__課題__. 本文を「1年の始まりの月にこそ立ち止」を含む箇所から写し始め、「間帯の仕事と子育てに奮闘中。」の後で止めてください。その際、「共働き生活」を「共働きの暮らし」に置き換えてください。

仕事と子育て、大切にしたい喜びがどちらもある中、時には、子どもの病気対応で預け先確保や仕事の調整に寿命が縮むような思いをしたり、時間が限られる中で子どもとの向き合い方を試行錯誤したり、日々戦い続ける全力生活に弱音を吐きたくなることも。それでも、私たちが前を向いて働き続ける道を選ぶのはなぜなのか――。

1年の始まりの月にこそ立ち止まって考えたい大命題を、「ぜひこの人に聞いてみたい!」と憧れる、子育て真っ最中のハイパーな働くママに聞いてみました。それぞれの「働く理由」を支えに、キャリアも子育ても自分流に人生を切り開いていく5人の女性たち。仕事や家庭、子育てのスタンスや共働き生活の工夫など、「さすが!」と驚き、こんな方々でもそんな苦労が……と共感しながらも、心に響いた部分を前向きなヒントに、2017年の皆さんのDUALライフをより良く過ごしてもらえたらうれしいです。

【共働きママたちの5つのストーリー なぜ私たちは働くのか? 特集】
第1回 主婦を夢見たアナウンサーママが会社員を続ける理由 ←今回はココ
第2回 外交官から政治家転身 やりたいことのために頑張れる
第3回 細川モモ 夫婦で育休取得、意識がフルモデルチェンジ
第4回 グーグル執行役員ママ 音が聞こえるほどメリハリ生活
第5回 イオンリテール常務ママ 育児も仕事も120%で走り続ける

藤村さおりさん フジテレビアナウンサー。現在、アナウンス業務の他、新人研修など後進の育成にも携わる。小1の長女と4歳の長男の2児の母。時短勤務制度を利用し、自宅近くに住む藤村さんの両親の協力も得ながら、毎日異なる勤務時間帯の仕事と子育てに奮闘中。

 1996年にフジテレビに入社以降、「めざましテレビ」のスポーツコーナーや「FNNスピーク」などのキャスターを担当、ファッションブランドとコラボした商品プロデュースや月9ドラマ「ガリレオ」でテレビ局のインタビュアー役として出演するなど、アナウンサー業の枠を超えて幅広く活躍してきた藤村さおりさん。

 2010年2月に長女を出産、2013年1月に長男を出産し、2014年3月までの2度目の育休を経て、現在はフジテレビのアナウンス室の主任として、「FNNニュース(日曜)」「FNNスピーク(日曜)」「BSフジニュース」「ホウドウキョク×GOGO」などのアナウンス業務のほか、新人研修など後進の育成にも携わっています。そんな藤村さんが、働き続ける理由とは?

夫の言葉を後押しに職場復帰! 子どものころに抱いた憧れと現実は違うけれど

 第一子の長女は早生まれのため、4月のタイミングで保育園へすぐに入ることができず、預け先が見つかるまで会社を1年以上休むことになりました。仕事を続けること自体の迷いはありませんでしたが、働き方について相当悩みましたね。

 子どもと一緒に過ごすのはとても楽しいし、夫のことを満遍なくサポートしたい思いはあるけれど、私や家族にとってどの選択が幸せなのだろうと悶々とする日々。そこで、夫に相談したら、「自分は個人事業主でインカムが不安定だから、1本きちんと安定した収入があると助かる」と言われました。

__提供情報__.
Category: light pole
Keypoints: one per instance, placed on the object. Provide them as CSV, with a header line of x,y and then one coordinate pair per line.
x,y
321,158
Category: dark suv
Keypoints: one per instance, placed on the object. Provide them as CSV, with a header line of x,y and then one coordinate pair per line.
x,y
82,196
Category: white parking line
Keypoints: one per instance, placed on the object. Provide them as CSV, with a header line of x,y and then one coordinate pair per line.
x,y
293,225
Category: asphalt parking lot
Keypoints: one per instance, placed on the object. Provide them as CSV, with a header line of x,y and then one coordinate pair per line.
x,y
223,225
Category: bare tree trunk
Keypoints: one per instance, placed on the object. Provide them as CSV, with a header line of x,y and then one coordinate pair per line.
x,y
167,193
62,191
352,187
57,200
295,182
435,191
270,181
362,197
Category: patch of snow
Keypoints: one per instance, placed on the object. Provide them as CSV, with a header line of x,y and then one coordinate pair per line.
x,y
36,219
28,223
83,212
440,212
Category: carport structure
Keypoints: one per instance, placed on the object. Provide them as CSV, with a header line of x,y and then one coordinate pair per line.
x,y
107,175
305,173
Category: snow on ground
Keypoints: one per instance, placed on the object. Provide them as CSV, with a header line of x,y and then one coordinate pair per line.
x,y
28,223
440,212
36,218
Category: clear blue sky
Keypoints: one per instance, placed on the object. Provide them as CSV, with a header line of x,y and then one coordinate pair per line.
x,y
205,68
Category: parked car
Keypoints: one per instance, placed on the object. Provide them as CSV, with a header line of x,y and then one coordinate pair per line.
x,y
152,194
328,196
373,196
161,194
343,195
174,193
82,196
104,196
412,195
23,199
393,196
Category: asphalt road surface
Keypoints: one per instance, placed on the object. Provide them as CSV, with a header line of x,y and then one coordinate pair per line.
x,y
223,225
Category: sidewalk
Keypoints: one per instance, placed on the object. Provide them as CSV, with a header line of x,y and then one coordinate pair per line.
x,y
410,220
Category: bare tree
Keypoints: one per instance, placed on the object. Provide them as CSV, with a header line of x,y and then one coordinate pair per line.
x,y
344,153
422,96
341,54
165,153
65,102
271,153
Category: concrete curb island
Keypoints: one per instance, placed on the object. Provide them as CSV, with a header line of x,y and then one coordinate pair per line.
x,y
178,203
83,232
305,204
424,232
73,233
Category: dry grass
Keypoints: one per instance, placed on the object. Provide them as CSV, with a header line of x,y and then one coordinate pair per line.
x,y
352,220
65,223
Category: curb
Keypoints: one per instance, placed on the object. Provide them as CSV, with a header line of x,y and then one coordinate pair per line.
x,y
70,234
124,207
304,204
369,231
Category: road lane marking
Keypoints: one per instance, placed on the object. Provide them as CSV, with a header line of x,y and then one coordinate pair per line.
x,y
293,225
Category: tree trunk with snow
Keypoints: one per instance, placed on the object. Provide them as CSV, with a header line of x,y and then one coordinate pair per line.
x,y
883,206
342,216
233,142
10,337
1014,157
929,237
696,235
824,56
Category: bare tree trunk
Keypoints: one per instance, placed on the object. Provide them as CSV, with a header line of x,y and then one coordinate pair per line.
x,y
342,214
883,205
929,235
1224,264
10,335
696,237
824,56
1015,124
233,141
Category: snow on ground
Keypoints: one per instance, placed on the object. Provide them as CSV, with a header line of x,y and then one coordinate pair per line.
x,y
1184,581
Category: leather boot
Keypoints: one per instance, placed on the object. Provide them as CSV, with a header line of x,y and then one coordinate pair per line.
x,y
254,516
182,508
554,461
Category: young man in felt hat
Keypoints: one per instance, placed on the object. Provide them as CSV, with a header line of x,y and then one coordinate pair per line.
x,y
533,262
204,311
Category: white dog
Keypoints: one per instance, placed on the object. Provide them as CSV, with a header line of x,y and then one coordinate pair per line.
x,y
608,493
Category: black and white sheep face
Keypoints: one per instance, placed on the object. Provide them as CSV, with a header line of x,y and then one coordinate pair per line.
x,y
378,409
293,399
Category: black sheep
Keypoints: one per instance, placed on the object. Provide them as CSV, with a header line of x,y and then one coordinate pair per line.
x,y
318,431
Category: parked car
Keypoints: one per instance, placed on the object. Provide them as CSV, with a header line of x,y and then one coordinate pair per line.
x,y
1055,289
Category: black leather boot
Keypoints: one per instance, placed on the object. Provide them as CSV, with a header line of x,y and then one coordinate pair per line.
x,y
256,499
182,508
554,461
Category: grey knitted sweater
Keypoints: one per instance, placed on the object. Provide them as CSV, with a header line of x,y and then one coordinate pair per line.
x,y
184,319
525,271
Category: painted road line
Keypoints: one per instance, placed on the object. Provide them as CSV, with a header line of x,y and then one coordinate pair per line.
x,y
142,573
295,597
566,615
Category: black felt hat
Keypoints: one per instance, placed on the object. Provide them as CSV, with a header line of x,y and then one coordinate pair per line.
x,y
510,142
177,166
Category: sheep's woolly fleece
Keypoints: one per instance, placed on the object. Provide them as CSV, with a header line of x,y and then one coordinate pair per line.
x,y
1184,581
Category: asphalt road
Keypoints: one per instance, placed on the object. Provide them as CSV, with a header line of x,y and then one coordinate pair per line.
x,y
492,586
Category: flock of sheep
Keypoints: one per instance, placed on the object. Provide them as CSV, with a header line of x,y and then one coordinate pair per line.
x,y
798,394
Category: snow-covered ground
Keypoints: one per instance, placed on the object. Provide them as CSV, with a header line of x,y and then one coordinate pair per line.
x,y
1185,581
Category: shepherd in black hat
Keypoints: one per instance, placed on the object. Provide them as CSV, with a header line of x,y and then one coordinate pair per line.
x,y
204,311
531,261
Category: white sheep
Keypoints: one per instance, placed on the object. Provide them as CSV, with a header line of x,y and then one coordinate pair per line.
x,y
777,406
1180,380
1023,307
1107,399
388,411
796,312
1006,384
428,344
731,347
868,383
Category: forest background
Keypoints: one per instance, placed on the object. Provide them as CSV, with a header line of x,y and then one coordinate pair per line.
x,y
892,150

__解答__.
1年の始まりの月にこそ立ち止まって考えたい大命題を、「ぜひこの人に聞いてみたい!」と憧れる、子育て真っ最中のハイパーな働くママに聞いてみました。それぞれの「働く理由」を支えに、キャリアも子育ても自分流に人生を切り開いていく5人の女性たち。仕事や家庭、子育てのスタンスや共働きの暮らしの工夫など、「さすが!」と驚き、こんな方々でもそんな苦労が……と共感しながらも、心に響いた部分を前向きなヒントに、2017年の皆さんのDUALライフをより良く過ごしてもらえたらうれしいです。

【共働きママたちの5つのストーリー なぜ私たちは働くのか? 特集】
第1回 主婦を夢見たアナウンサーママが会社員を続ける理由 ←今回はココ
第2回 外交官から政治家転身 やりたいことのために頑張れる
第3回 細川モモ 夫婦で育休取得、意識がフルモデルチェンジ
第4回 グーグル執行役員ママ 音が聞こえるほどメリハリ生活
第5回 イオンリテール常務ママ 育児も仕事も120%で走り続ける

藤村さおりさん フジテレビアナウンサー。現在、アナウンス業務の他、新人研修など後進の育成にも携わる。小1の長女と4歳の長男の2児の母。時短勤務制度を利用し、自宅近くに住む藤村さんの両親の協力も得ながら、毎日異なる勤務時間帯の仕事と子育てに奮闘中。